**RAW DATA**:
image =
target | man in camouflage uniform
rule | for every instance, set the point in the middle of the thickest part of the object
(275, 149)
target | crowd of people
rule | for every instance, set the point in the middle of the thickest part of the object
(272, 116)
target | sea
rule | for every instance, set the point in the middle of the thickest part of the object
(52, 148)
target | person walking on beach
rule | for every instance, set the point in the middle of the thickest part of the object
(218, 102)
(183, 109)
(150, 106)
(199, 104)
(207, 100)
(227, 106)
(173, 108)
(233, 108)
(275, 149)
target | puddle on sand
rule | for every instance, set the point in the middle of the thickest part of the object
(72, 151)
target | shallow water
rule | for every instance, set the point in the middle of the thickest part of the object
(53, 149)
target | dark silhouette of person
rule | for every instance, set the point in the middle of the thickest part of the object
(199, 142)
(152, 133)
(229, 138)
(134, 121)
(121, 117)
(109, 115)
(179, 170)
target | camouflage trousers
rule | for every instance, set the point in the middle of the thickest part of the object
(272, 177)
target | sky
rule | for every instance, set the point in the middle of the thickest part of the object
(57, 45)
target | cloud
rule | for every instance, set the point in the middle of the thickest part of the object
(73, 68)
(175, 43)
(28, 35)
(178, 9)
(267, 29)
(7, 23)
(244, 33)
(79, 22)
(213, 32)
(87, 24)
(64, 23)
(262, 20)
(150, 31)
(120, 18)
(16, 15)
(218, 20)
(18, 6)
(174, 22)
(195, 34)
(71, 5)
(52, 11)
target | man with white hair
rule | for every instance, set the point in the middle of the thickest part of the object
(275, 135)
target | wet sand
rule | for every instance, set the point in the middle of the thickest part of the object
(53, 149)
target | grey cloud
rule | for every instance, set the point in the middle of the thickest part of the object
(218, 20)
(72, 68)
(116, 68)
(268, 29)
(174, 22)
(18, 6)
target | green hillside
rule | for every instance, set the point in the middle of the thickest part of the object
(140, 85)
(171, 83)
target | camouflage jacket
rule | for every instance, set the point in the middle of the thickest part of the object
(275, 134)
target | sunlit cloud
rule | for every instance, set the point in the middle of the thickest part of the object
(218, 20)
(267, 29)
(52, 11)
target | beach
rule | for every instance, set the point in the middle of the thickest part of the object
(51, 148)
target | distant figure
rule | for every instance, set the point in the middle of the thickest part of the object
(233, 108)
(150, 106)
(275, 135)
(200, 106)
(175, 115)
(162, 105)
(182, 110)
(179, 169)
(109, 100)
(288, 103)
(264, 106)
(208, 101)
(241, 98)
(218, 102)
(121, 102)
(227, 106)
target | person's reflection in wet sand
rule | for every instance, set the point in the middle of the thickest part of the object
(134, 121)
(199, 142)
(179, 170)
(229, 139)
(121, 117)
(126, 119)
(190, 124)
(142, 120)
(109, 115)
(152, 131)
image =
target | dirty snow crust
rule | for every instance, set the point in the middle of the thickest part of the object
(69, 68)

**WRITTEN INSTRUCTION**: Everything from the line with "target | camouflage jacket" through the last line of the material above should be echoed exactly, and nothing else.

**FULL ANSWER**:
target | camouflage jacket
rule | for every instance, set the point in the middle of the thickest part of the object
(275, 134)
target | sunlit cloud
rule | for every instance, set the point in the middle of the thickest part of the object
(218, 20)
(267, 29)
(52, 11)
target | beach
rule | for every instance, set the point in the middle of the thickest part of the object
(51, 148)
target | distant figure
rule | for every instance, set the point in the middle of the thickest part of the object
(233, 108)
(150, 106)
(275, 135)
(200, 106)
(175, 115)
(162, 105)
(182, 110)
(179, 169)
(109, 100)
(288, 103)
(264, 106)
(208, 101)
(241, 98)
(218, 102)
(121, 102)
(227, 106)
target | person's reflection in wet sand
rule | for every instance, set the point in the middle of the thickest part of the object
(134, 121)
(199, 142)
(179, 170)
(229, 139)
(121, 117)
(126, 119)
(190, 124)
(142, 120)
(109, 115)
(152, 131)
image =
target | dirty snow crust
rule | for every instance, set the point in the middle of the thickest part of the object
(69, 68)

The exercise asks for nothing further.